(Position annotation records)
+-------+
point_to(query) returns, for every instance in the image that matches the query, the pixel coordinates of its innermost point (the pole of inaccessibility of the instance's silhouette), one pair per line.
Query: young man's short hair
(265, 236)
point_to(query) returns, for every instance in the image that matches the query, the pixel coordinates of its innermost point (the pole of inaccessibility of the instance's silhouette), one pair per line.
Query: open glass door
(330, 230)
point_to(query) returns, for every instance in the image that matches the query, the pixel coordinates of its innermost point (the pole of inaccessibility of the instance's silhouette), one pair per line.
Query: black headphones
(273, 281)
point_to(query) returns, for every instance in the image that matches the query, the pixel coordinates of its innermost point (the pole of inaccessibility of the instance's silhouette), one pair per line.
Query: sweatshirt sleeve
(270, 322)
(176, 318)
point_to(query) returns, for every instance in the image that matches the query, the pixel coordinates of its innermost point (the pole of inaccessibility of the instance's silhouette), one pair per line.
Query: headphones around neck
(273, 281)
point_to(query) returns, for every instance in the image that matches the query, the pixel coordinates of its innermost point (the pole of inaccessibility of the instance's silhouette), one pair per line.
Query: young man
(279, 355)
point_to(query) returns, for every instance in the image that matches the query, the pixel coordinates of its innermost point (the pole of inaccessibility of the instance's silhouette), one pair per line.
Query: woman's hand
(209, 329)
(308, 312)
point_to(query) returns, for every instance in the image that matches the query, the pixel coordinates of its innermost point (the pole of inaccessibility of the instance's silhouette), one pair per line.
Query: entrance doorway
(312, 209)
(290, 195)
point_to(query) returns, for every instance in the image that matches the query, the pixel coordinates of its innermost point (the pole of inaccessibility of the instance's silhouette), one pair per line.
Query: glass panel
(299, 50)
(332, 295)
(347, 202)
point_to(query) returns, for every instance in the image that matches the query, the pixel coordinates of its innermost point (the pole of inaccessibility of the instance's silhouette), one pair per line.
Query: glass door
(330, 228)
+-------+
Repeat the listing exactly, from its first line to its last.

Expected output:
point_to(query) returns, for every instance in the image that matches the query, the pixel coordinates of its innermost point (the pole of inaccessibility of the instance's silhouette), one pair per line.
Query: young man's short hair
(265, 236)
point_to(query) returns, for every instance in the image that matches the query, the pixel coordinates of its innermost point (the pole of inaccessibility of the instance's silhouette), one pair per line.
Query: open glass door
(330, 230)
point_to(query) returns, for every instance in the image that matches the query, the pixel coordinates of its innermost point (the pole of inaccessibility of the instance's silhouette), one pair per line.
Query: black headphones
(273, 281)
point_to(query) returns, for every instance in the image that matches the query, the pixel coordinates of its innermost point (the pole of inaccessibility of the instance's silhouette), one pair per line.
Query: sweatshirt sleeve
(270, 322)
(176, 318)
point_to(query) returns, for every instance in the image that matches the query, the pixel coordinates of its innermost point (the pole of inaccessibility of the instance's silhouette), one pair per line.
Query: headphones around neck
(273, 281)
point_to(query) returns, for every instance in the image that matches the query, the pixel coordinates of its innermost point (the pole of inaccessibility of the instance's silhouette), one pair per line.
Query: young man
(279, 355)
point_to(query) returns, for every instance in the image that matches the query, the pixel coordinates of its innermost point (the pole of inaccessibility of the instance's silhouette), one pair per line.
Query: woman's hand
(209, 329)
(308, 312)
point_to(query) returns, for every instance in the image that matches the query, the pixel coordinates of its innermost point (the pole of inaccessibility of the instance's silhouette), one pair per line.
Query: entrance doorway
(312, 209)
(290, 195)
point_to(query) returns, for every instance in the image that matches the query, the pixel coordinates of its innermost point (the pole of inaccessibility of the instance's silhouette), one pair per line.
Query: glass panel
(299, 50)
(332, 295)
(347, 202)
point_to(query) returns, for every instance in the image that matches the query, the pixel coordinates of its innermost point (the pole of inaccessibility of the instance's silhouette), one pair per line.
Query: glass door
(330, 228)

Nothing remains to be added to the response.